• Task directions
The entries should be given again so that each one matches the original exactly.

(Stored records)
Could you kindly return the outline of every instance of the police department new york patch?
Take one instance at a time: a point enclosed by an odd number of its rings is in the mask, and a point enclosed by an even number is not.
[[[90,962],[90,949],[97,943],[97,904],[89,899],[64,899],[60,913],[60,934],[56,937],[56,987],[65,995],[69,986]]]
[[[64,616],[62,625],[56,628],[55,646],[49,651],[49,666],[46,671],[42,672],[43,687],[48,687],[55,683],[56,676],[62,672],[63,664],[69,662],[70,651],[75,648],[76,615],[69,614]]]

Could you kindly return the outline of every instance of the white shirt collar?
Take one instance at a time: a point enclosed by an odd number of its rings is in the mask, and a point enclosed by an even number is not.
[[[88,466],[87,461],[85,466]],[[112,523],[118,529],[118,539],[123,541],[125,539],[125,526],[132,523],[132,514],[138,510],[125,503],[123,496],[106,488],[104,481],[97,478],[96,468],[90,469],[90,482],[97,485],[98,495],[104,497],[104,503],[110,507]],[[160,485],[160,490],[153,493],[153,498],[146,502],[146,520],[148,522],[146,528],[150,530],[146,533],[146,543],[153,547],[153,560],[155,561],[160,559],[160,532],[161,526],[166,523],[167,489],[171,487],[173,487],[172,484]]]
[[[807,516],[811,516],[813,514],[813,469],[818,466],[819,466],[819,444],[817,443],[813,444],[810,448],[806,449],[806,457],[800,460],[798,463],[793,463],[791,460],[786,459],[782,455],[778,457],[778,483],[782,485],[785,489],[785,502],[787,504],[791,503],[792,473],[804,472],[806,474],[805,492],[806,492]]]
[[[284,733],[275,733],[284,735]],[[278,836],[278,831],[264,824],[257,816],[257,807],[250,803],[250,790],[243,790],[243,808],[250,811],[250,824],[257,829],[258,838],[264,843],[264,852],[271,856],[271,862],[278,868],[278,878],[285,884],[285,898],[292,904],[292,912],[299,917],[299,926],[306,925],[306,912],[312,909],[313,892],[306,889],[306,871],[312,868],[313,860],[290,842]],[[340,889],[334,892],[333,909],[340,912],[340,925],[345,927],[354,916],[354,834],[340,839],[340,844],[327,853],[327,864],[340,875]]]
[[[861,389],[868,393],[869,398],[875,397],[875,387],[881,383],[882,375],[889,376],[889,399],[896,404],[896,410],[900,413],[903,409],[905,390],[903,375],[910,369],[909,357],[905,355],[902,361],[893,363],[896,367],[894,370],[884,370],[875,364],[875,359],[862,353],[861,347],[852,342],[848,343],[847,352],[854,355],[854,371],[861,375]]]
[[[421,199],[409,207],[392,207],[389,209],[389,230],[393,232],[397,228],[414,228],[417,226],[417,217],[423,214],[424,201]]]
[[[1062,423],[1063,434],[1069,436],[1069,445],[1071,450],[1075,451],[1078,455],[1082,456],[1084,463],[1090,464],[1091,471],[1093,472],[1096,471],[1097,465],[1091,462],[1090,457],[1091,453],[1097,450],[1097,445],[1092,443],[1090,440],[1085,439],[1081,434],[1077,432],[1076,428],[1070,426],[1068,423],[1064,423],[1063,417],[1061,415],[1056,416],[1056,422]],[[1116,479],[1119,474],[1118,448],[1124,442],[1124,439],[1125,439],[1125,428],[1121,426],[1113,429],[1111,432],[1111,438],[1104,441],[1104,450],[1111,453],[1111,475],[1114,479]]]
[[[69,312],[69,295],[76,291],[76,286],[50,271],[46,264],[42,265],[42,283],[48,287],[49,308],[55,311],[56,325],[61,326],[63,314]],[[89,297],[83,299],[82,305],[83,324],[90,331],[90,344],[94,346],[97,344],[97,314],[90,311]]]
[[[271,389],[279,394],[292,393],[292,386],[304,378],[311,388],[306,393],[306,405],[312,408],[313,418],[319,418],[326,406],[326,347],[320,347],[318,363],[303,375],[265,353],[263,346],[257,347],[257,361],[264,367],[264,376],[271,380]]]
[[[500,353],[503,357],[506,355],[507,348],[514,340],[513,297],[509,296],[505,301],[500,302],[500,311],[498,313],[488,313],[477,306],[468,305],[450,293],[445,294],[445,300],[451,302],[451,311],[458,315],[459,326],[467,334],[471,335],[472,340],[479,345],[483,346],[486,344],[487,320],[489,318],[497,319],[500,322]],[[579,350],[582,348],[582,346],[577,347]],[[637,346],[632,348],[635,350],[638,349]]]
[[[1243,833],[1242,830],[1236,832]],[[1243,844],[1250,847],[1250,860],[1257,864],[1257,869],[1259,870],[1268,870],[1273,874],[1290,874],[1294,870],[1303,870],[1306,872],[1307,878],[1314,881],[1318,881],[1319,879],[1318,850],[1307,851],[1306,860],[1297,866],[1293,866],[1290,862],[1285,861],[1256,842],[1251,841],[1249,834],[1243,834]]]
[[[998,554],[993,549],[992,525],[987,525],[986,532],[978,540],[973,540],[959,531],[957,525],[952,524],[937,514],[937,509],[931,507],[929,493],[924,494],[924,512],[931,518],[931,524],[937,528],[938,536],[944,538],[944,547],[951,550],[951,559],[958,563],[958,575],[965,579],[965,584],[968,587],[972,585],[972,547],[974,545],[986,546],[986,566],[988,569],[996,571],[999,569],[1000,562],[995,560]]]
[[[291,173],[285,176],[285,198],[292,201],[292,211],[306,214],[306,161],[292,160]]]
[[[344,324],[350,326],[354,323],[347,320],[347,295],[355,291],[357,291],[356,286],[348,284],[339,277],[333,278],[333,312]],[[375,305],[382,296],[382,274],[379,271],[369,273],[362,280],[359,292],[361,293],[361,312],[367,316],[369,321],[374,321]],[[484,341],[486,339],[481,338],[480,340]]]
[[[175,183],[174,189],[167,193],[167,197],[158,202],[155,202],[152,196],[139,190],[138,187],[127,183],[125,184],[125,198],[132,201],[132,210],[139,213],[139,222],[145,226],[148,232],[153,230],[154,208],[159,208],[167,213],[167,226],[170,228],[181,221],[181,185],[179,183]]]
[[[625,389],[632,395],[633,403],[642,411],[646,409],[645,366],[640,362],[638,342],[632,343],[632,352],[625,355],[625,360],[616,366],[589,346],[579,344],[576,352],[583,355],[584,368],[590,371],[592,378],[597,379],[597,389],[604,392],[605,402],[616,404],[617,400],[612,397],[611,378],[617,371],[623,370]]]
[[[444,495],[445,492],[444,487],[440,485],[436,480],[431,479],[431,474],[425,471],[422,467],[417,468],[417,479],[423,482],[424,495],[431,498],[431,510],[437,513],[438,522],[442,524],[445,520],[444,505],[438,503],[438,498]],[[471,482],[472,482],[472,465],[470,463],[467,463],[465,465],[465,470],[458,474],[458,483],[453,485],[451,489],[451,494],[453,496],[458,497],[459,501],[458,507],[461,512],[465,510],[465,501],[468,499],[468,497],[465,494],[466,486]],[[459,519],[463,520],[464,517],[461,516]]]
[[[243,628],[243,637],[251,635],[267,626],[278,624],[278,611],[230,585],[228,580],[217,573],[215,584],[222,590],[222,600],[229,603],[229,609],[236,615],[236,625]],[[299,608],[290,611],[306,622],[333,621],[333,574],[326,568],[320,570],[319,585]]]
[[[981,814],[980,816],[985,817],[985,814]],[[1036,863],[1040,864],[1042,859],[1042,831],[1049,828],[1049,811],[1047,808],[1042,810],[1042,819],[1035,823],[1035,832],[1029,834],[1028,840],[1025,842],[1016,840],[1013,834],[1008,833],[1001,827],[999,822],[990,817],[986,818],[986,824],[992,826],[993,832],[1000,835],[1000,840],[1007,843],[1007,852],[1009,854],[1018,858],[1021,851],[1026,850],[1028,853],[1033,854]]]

• Answer to this problem
Could you kindly return the outline of every instance of the police department new york patch?
Take one instance at a time: a point enclosed by an odd number of its rings is in the mask, and a point enclosed by an even number is not.
[[[90,962],[90,949],[97,943],[97,904],[89,899],[64,899],[60,913],[60,934],[56,937],[56,987],[65,995],[69,986]]]
[[[64,616],[62,625],[56,628],[55,646],[49,651],[49,666],[46,671],[42,672],[43,687],[48,687],[55,683],[56,676],[62,672],[63,664],[69,662],[70,651],[75,648],[76,615],[69,614]]]

Could you kindly return the outline of every instance of the white shirt collar?
Take one instance at a time: a point enclosed by an odd number of its rings is in the mask, and a point enclosed by an even number is not.
[[[88,466],[87,461],[85,466]],[[112,523],[118,529],[118,539],[123,541],[125,539],[125,526],[132,523],[132,514],[138,510],[125,503],[123,496],[106,488],[104,481],[97,478],[96,468],[90,469],[90,482],[97,485],[98,495],[104,497],[104,503],[110,507]],[[160,485],[160,490],[153,493],[153,498],[146,502],[146,520],[148,522],[146,528],[150,530],[146,533],[146,543],[153,547],[153,560],[155,561],[160,559],[160,532],[161,526],[166,523],[167,489],[171,487],[173,487],[172,484]]]
[[[807,516],[811,516],[813,514],[813,469],[818,466],[819,466],[819,444],[817,443],[813,444],[810,448],[806,449],[806,457],[800,460],[798,463],[793,463],[791,460],[786,459],[782,455],[778,457],[778,483],[782,485],[785,489],[785,502],[787,504],[791,503],[792,473],[804,472],[806,474],[805,492],[806,492]]]
[[[284,733],[275,733],[284,735]],[[278,836],[278,831],[264,824],[257,816],[257,807],[250,803],[250,790],[243,790],[243,808],[250,811],[250,824],[257,829],[258,838],[264,843],[264,852],[271,856],[271,862],[278,868],[278,878],[285,884],[285,898],[292,904],[292,912],[299,917],[299,926],[306,925],[306,912],[312,909],[313,892],[306,889],[306,871],[312,868],[313,860],[290,842]],[[340,889],[334,892],[333,909],[340,912],[340,925],[345,927],[354,916],[354,834],[340,839],[340,844],[327,853],[327,864],[340,875]]]
[[[861,389],[868,393],[869,398],[875,397],[875,387],[881,383],[882,375],[889,376],[889,399],[896,404],[896,410],[900,413],[903,409],[905,390],[903,375],[910,369],[909,357],[905,355],[902,361],[893,363],[896,367],[894,370],[884,370],[875,364],[875,359],[862,353],[861,347],[852,342],[848,343],[847,352],[854,355],[854,371],[861,375]]]
[[[421,199],[409,207],[392,207],[389,209],[389,230],[393,232],[397,228],[414,228],[417,226],[417,217],[423,214],[424,201]]]
[[[1062,423],[1063,434],[1069,436],[1069,445],[1071,450],[1075,451],[1078,455],[1082,456],[1084,463],[1090,464],[1091,471],[1093,472],[1096,471],[1097,465],[1091,462],[1090,457],[1091,453],[1097,450],[1097,445],[1092,443],[1090,440],[1085,439],[1081,434],[1077,432],[1076,428],[1070,426],[1068,423],[1064,423],[1063,417],[1061,415],[1056,416],[1056,422]],[[1116,479],[1119,474],[1118,448],[1124,442],[1124,439],[1125,439],[1125,428],[1121,426],[1113,429],[1111,432],[1111,438],[1104,441],[1104,450],[1111,453],[1111,475],[1114,479]]]
[[[69,312],[69,295],[76,291],[76,286],[50,271],[46,264],[42,265],[42,283],[48,287],[49,308],[55,311],[56,325],[61,326],[63,314]],[[89,297],[83,299],[82,305],[83,324],[90,331],[90,344],[94,346],[97,344],[97,314],[90,311]]]
[[[271,389],[279,394],[292,393],[292,386],[304,378],[311,388],[306,393],[306,405],[312,408],[313,418],[319,418],[326,406],[326,347],[320,347],[318,363],[303,375],[265,353],[263,346],[257,347],[257,361],[264,367],[264,376],[271,380]]]
[[[500,353],[503,357],[506,355],[507,348],[514,340],[513,297],[509,296],[505,301],[500,302],[500,311],[498,313],[488,313],[477,306],[468,305],[450,293],[445,294],[445,300],[451,302],[451,311],[458,315],[459,326],[467,334],[471,335],[472,340],[479,345],[483,346],[486,344],[487,320],[489,318],[497,319],[500,322]],[[579,350],[582,348],[582,346],[577,347]],[[637,346],[632,348],[635,350],[638,349]]]
[[[1243,833],[1242,830],[1236,832]],[[1243,844],[1250,847],[1250,860],[1257,864],[1257,869],[1259,870],[1268,870],[1273,874],[1290,874],[1294,870],[1303,870],[1306,872],[1307,878],[1314,881],[1318,881],[1319,879],[1318,850],[1307,851],[1306,860],[1297,866],[1293,866],[1290,862],[1285,861],[1256,842],[1251,841],[1249,834],[1243,834]]]
[[[998,554],[993,549],[992,525],[987,525],[986,532],[978,540],[973,540],[959,531],[957,525],[952,524],[937,514],[937,509],[931,507],[929,493],[924,494],[924,512],[931,518],[931,524],[937,528],[938,536],[944,538],[944,547],[951,550],[951,559],[958,563],[958,575],[965,579],[965,584],[968,587],[972,585],[972,547],[974,545],[986,546],[986,566],[988,569],[996,571],[999,569],[1000,562],[995,560]]]
[[[291,173],[285,176],[285,198],[292,201],[292,211],[306,214],[306,161],[292,160]]]
[[[344,324],[350,326],[354,323],[347,320],[347,295],[355,291],[357,291],[356,286],[348,284],[339,277],[333,278],[333,312]],[[375,305],[382,296],[382,274],[379,271],[369,273],[362,280],[359,292],[361,293],[361,312],[367,316],[369,321],[374,321]],[[484,341],[486,339],[481,338],[480,340]]]
[[[175,183],[174,189],[167,193],[167,197],[158,202],[155,202],[152,196],[139,190],[138,187],[127,183],[125,184],[125,198],[132,201],[132,210],[139,213],[139,222],[145,226],[148,232],[153,230],[154,208],[159,208],[167,213],[167,226],[170,228],[181,221],[181,185],[179,183]]]
[[[625,389],[632,395],[633,403],[642,411],[646,409],[645,366],[640,362],[638,342],[632,343],[632,352],[625,355],[625,360],[616,366],[589,346],[579,344],[576,352],[583,355],[584,368],[590,371],[592,378],[597,379],[597,389],[604,392],[605,402],[616,404],[617,400],[612,397],[611,378],[617,371],[623,370]]]
[[[444,495],[445,492],[444,487],[440,485],[436,480],[431,479],[431,474],[425,471],[422,467],[417,468],[417,479],[423,482],[424,495],[431,498],[431,510],[437,513],[438,522],[442,524],[445,520],[444,505],[438,503],[438,498]],[[471,482],[472,482],[472,465],[470,463],[467,463],[465,465],[465,470],[458,474],[458,483],[453,485],[451,489],[451,494],[453,496],[458,497],[459,501],[458,507],[461,512],[465,510],[465,501],[468,499],[468,497],[465,494],[466,486]],[[459,519],[463,520],[464,517],[461,516]]]
[[[243,628],[243,637],[251,635],[267,626],[278,624],[278,611],[230,585],[228,580],[217,573],[215,584],[222,590],[222,600],[229,603],[229,609],[236,615],[236,625]],[[299,608],[290,611],[306,622],[333,621],[333,574],[326,568],[320,570],[319,585]]]
[[[981,814],[980,816],[985,817],[985,814]],[[1036,863],[1040,864],[1042,859],[1042,831],[1049,828],[1049,811],[1047,808],[1042,810],[1042,819],[1035,823],[1035,832],[1029,834],[1028,840],[1025,842],[1016,840],[1013,834],[1008,833],[1001,827],[999,822],[990,817],[986,818],[986,824],[992,826],[993,832],[1000,835],[1000,840],[1007,843],[1007,852],[1009,854],[1018,858],[1021,851],[1026,850],[1028,853],[1033,854]]]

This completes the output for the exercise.